### [Problem details]
Every line of the entries below that includes "garden" belongs in the answer, copied as written.
======
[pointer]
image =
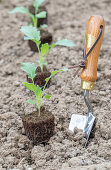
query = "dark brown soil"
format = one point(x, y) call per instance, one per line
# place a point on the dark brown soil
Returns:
point(41, 21)
point(46, 37)
point(40, 77)
point(67, 19)
point(39, 129)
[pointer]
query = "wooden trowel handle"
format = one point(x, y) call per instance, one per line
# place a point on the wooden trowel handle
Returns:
point(89, 74)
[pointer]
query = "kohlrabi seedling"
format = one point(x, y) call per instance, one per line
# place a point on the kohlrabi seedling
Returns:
point(30, 69)
point(31, 33)
point(36, 16)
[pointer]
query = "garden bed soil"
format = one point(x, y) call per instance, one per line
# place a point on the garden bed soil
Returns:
point(67, 19)
point(46, 37)
point(40, 77)
point(39, 129)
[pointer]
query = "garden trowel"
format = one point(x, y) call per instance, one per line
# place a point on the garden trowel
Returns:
point(94, 36)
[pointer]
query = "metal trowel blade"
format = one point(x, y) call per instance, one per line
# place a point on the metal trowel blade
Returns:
point(84, 123)
point(78, 121)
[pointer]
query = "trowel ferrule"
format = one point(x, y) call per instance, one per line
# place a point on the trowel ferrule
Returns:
point(87, 85)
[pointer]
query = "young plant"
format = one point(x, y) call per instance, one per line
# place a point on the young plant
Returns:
point(36, 16)
point(30, 69)
point(31, 33)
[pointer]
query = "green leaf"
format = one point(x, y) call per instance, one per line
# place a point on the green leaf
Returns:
point(21, 10)
point(39, 93)
point(41, 14)
point(65, 69)
point(37, 3)
point(44, 26)
point(47, 96)
point(44, 49)
point(54, 72)
point(31, 87)
point(31, 32)
point(65, 42)
point(31, 101)
point(30, 69)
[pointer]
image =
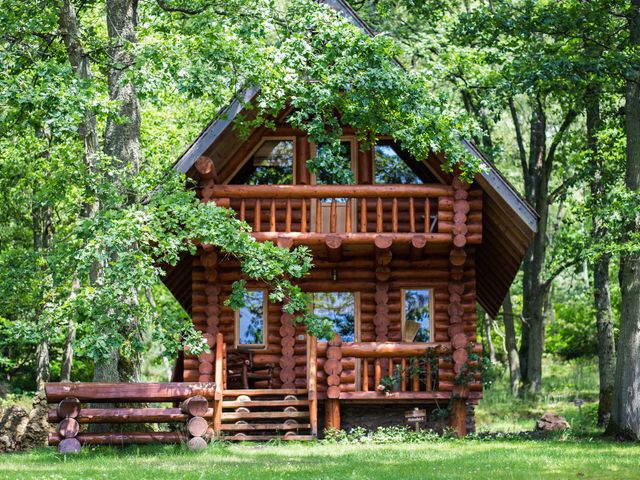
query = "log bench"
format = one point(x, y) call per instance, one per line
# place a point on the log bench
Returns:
point(69, 413)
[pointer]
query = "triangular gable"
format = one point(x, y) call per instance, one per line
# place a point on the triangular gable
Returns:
point(509, 221)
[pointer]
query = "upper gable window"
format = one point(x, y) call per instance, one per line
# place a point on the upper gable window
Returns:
point(390, 168)
point(271, 164)
point(346, 160)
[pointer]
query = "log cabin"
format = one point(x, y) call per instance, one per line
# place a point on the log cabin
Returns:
point(402, 258)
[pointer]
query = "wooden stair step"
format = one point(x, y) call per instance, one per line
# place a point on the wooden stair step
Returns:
point(265, 392)
point(245, 415)
point(263, 426)
point(264, 438)
point(264, 403)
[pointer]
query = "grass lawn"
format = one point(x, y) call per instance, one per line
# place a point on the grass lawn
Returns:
point(579, 453)
point(445, 459)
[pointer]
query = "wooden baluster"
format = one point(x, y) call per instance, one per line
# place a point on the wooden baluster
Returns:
point(416, 378)
point(363, 215)
point(303, 220)
point(412, 216)
point(365, 374)
point(333, 217)
point(219, 393)
point(287, 217)
point(394, 215)
point(318, 216)
point(224, 365)
point(272, 213)
point(312, 388)
point(257, 216)
point(427, 216)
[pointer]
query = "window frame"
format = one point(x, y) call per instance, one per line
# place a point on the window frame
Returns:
point(264, 139)
point(374, 164)
point(265, 323)
point(403, 313)
point(357, 334)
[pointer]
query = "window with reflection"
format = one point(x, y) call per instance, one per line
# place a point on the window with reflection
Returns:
======
### [Solution for this problem]
query = "garden bed soil"
# place a point on the garden bed soil
query = "garden trowel"
# place a point on the garden trowel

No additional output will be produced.